The problem
Output exactly the lines from the line with "TARGET: side table round top" through the end of the records below. Include nothing else.

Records

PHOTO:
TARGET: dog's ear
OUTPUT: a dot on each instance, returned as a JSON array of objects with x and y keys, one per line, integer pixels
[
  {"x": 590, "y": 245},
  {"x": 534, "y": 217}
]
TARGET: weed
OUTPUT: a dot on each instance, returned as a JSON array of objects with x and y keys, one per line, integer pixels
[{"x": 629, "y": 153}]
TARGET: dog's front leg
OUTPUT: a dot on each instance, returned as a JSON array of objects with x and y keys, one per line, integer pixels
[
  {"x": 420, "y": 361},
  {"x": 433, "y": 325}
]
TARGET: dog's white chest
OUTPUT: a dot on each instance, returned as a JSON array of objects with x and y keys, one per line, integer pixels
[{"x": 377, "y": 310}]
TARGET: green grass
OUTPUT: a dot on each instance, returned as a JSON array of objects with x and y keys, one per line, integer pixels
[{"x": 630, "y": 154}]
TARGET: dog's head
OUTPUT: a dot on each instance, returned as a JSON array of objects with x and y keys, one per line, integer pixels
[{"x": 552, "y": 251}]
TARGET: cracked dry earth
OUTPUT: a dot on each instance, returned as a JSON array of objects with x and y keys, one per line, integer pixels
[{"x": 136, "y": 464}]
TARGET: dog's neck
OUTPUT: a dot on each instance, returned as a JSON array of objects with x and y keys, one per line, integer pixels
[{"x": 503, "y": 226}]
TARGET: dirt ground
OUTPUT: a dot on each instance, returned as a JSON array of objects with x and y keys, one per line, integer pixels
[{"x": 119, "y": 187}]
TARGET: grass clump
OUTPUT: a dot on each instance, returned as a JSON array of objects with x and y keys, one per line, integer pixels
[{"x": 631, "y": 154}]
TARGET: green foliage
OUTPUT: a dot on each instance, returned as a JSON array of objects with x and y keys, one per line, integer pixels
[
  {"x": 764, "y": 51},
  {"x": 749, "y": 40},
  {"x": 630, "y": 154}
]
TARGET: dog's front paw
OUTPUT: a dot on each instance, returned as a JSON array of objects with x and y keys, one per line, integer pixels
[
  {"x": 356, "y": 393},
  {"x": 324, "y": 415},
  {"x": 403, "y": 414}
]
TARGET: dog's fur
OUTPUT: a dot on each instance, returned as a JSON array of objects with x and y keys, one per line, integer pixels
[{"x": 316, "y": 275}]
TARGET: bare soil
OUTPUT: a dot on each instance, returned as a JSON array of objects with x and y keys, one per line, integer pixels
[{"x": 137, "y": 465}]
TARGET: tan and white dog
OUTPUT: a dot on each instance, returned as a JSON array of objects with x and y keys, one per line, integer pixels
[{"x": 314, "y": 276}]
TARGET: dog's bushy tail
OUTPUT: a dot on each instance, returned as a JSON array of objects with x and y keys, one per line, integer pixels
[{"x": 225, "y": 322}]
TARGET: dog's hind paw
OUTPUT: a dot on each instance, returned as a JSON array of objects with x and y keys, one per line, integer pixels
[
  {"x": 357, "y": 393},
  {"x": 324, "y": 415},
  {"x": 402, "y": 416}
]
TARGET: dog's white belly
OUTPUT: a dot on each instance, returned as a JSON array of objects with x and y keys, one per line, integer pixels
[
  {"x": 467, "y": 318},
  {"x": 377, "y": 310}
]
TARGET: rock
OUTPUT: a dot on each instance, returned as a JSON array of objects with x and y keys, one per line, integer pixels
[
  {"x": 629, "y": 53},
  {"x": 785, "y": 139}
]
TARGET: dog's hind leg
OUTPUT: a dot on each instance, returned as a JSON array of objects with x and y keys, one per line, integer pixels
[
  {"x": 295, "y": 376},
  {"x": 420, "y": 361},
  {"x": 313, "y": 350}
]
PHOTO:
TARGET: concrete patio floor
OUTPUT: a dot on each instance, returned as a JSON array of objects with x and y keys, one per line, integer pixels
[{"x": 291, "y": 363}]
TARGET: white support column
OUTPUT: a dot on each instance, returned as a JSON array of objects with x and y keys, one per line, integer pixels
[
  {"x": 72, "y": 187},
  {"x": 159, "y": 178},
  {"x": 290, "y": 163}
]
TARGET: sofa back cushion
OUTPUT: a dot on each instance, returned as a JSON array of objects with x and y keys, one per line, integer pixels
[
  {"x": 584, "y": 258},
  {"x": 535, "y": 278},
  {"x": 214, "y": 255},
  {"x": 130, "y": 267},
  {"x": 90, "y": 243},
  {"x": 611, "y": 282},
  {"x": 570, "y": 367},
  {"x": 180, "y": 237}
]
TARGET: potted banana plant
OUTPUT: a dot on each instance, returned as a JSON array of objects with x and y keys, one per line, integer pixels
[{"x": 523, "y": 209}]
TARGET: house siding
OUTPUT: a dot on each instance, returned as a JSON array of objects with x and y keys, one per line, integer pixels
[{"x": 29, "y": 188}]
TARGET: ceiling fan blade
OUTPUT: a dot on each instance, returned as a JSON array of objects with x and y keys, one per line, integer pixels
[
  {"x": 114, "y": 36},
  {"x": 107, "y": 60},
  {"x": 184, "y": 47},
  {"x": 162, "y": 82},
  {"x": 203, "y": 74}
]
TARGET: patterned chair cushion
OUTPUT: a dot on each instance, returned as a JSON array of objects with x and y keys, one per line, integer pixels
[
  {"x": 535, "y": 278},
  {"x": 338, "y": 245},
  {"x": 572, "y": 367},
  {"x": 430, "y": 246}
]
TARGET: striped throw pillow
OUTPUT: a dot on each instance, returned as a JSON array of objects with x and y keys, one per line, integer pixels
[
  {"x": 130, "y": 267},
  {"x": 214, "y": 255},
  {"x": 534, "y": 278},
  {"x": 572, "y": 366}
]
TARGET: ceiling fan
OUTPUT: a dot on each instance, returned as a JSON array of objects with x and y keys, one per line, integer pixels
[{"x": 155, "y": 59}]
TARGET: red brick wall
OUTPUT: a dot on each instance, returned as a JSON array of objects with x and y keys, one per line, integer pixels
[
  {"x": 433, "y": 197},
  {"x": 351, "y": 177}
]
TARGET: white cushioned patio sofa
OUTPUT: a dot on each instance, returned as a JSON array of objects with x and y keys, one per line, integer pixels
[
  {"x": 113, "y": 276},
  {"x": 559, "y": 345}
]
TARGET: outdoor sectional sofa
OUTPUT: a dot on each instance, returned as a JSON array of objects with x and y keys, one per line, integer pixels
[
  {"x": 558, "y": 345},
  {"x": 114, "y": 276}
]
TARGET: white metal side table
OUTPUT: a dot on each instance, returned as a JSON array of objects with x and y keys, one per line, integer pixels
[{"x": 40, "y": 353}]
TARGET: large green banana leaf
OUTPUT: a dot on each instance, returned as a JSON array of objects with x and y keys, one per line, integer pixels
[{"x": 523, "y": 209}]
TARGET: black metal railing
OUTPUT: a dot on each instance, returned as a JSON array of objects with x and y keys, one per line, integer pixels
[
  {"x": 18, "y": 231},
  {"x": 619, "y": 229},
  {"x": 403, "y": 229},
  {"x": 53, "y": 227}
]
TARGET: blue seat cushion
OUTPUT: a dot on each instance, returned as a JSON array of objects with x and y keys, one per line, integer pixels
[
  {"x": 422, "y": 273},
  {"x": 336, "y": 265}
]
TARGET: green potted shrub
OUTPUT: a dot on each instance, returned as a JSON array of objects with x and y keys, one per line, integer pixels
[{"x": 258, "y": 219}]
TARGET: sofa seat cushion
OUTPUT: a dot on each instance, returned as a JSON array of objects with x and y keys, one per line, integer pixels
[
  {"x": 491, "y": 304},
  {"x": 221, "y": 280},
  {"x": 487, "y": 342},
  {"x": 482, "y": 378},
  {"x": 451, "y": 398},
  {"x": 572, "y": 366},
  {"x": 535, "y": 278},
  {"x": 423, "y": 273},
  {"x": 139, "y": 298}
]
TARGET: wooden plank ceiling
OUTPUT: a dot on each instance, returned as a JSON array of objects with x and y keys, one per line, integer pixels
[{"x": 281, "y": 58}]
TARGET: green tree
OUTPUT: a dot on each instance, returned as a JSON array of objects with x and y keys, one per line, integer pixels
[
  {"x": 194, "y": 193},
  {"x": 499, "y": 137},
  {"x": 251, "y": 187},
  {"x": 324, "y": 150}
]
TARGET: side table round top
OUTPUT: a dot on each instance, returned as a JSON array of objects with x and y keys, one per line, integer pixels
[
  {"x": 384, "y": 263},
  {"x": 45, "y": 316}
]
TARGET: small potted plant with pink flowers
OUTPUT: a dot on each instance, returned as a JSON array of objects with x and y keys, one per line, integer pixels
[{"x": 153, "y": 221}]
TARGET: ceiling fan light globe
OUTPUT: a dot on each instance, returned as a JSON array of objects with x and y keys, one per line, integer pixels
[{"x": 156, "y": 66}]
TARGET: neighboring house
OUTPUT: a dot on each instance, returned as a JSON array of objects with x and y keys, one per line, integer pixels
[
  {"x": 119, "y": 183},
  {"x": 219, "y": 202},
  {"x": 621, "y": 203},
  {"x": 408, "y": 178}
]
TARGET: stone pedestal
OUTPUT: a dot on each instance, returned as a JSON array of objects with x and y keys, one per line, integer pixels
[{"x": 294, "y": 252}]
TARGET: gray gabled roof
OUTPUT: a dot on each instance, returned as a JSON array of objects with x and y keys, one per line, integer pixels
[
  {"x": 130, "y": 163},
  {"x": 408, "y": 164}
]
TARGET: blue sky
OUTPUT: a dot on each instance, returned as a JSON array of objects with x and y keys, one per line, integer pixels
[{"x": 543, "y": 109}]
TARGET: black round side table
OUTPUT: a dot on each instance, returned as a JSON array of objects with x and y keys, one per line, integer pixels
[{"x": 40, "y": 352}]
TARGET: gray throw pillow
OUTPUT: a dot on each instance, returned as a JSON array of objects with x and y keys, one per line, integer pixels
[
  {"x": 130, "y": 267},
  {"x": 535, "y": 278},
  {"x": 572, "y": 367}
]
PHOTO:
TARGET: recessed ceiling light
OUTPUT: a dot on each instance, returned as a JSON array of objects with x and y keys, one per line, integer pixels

Full solution
TARGET: side table round top
OUTPUT: a dot on each instance, returned as a JSON array of objects with x and y keys, one per line, integer pixels
[
  {"x": 384, "y": 263},
  {"x": 45, "y": 316}
]
TARGET: small potted plant with pink flowers
OUTPUT: a dot on each instance, returned as a JSON array of objects with x and y keys, one per line, integer pixels
[{"x": 153, "y": 221}]
TARGET: ceiling fan light globe
OUTPUT: a dot on each instance, returned as a JSON array of objects with x and y keys, one per line, integer pixels
[{"x": 156, "y": 66}]
TARGET: neighboring house
OUTPUT: a dot on each instance, returned as a JSON array of objects with x and y keys, one per line, integer pixels
[
  {"x": 119, "y": 183},
  {"x": 219, "y": 202},
  {"x": 621, "y": 203},
  {"x": 408, "y": 178}
]
TARGET: stone pedestal
OUTPUT: a dot on each instance, returned as a JSON array of objects with x and y keys, one per line, integer pixels
[{"x": 294, "y": 252}]
TARGET: gray gabled roof
OUTPUT: a dot on each instance, returned as a JSON array of objects with x and y keys, one per line, integer pixels
[
  {"x": 130, "y": 163},
  {"x": 408, "y": 164}
]
TARGET: blue sky
OUTPUT: a dot on each instance, returned as a JSON array of objects with x and y keys, one per line, integer pixels
[{"x": 543, "y": 109}]
TARGET: black round side table
OUTPUT: a dot on each instance, returned as a JSON array of objects with x and y keys, one per line, integer pixels
[{"x": 40, "y": 352}]
TARGET: gray throw pillow
OUTPUT: a dot on each instance, returned as a JSON array of objects with x and y keys, one per line, integer pixels
[
  {"x": 130, "y": 267},
  {"x": 535, "y": 278},
  {"x": 572, "y": 367}
]
PHOTO:
TARGET: recessed ceiling light
OUTPUT: a dot on each instance, returned as a JSON array of objects with x and y keys, one per line, integer pixels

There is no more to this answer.